Give the listing below as a Markdown table with one row per line. Use the columns "Row" and "Entry", skip blank lines, and leave the pictures out.

Rows of box annotation data
>> start

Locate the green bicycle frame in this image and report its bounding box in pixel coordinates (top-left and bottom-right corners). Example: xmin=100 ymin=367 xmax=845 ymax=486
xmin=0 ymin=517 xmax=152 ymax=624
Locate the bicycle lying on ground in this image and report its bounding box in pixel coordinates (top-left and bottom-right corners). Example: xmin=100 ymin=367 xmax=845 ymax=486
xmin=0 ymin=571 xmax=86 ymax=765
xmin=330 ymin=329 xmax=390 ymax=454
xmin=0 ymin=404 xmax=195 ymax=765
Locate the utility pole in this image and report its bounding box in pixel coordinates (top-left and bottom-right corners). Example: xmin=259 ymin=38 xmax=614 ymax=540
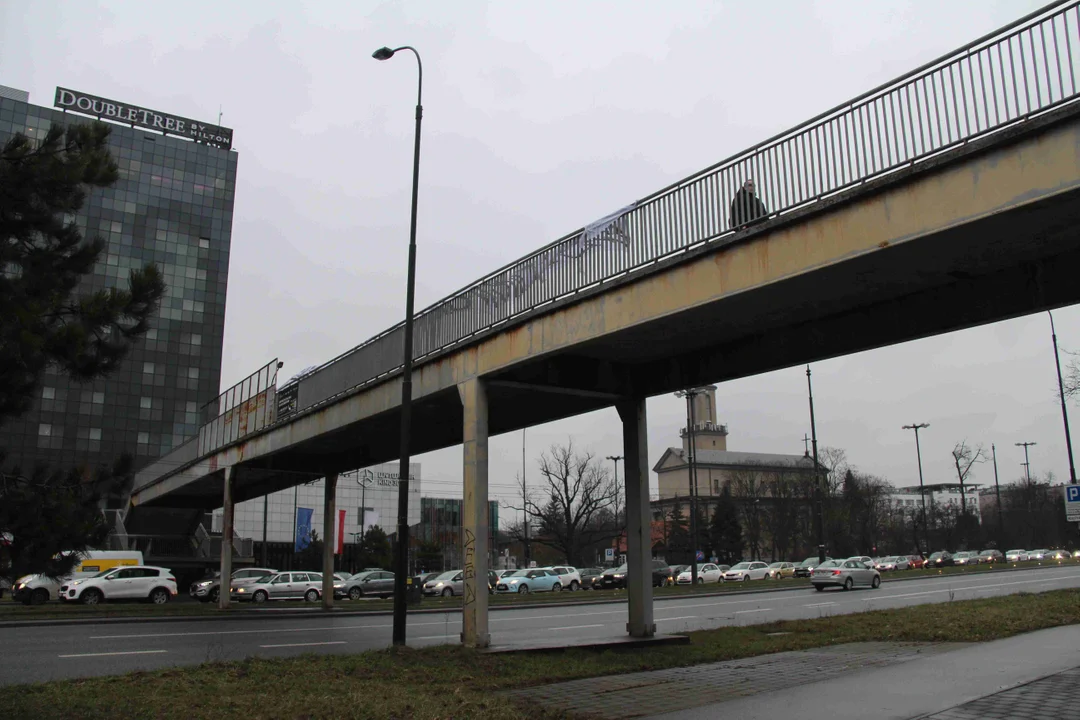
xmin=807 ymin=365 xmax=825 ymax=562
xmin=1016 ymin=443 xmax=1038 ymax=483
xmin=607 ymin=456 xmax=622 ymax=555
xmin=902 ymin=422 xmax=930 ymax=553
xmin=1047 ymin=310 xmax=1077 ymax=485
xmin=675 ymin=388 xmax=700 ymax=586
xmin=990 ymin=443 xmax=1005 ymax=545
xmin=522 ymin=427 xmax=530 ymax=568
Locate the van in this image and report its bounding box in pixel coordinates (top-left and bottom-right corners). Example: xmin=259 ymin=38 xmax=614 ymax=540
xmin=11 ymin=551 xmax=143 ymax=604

>> end

● WRITTEN SOLUTION
| Row | Entry |
|---|---|
| 1 | Locate the green bicycle frame in this image and report its bounding box in pixel coordinates (top-left and bottom-right corners). Example: xmin=100 ymin=367 xmax=845 ymax=486 |
| 2 | xmin=0 ymin=517 xmax=152 ymax=624 |
| 3 | Locate the bicycle lying on ground in this image and report its bounding box in pixel coordinates (top-left and bottom-right corners). Example: xmin=100 ymin=367 xmax=845 ymax=486 |
| 4 | xmin=0 ymin=571 xmax=86 ymax=765 |
| 5 | xmin=330 ymin=329 xmax=390 ymax=454 |
| 6 | xmin=0 ymin=404 xmax=195 ymax=765 |
| 7 | Locate the utility pole in this image and report its bounding box in pixel coordinates (top-left and bottom-right corners). Example: xmin=259 ymin=38 xmax=614 ymax=540 |
| 8 | xmin=807 ymin=365 xmax=825 ymax=562 |
| 9 | xmin=1016 ymin=443 xmax=1038 ymax=483 |
| 10 | xmin=607 ymin=456 xmax=622 ymax=555 |
| 11 | xmin=902 ymin=422 xmax=930 ymax=553 |
| 12 | xmin=1047 ymin=310 xmax=1077 ymax=485 |
| 13 | xmin=675 ymin=388 xmax=700 ymax=586 |
| 14 | xmin=990 ymin=443 xmax=1005 ymax=545 |
| 15 | xmin=522 ymin=427 xmax=530 ymax=568 |
| 16 | Locate the van in this image and report its bounding box in pixel coordinates (top-left and bottom-right corners). Example: xmin=259 ymin=38 xmax=614 ymax=540 |
| 17 | xmin=11 ymin=551 xmax=143 ymax=604 |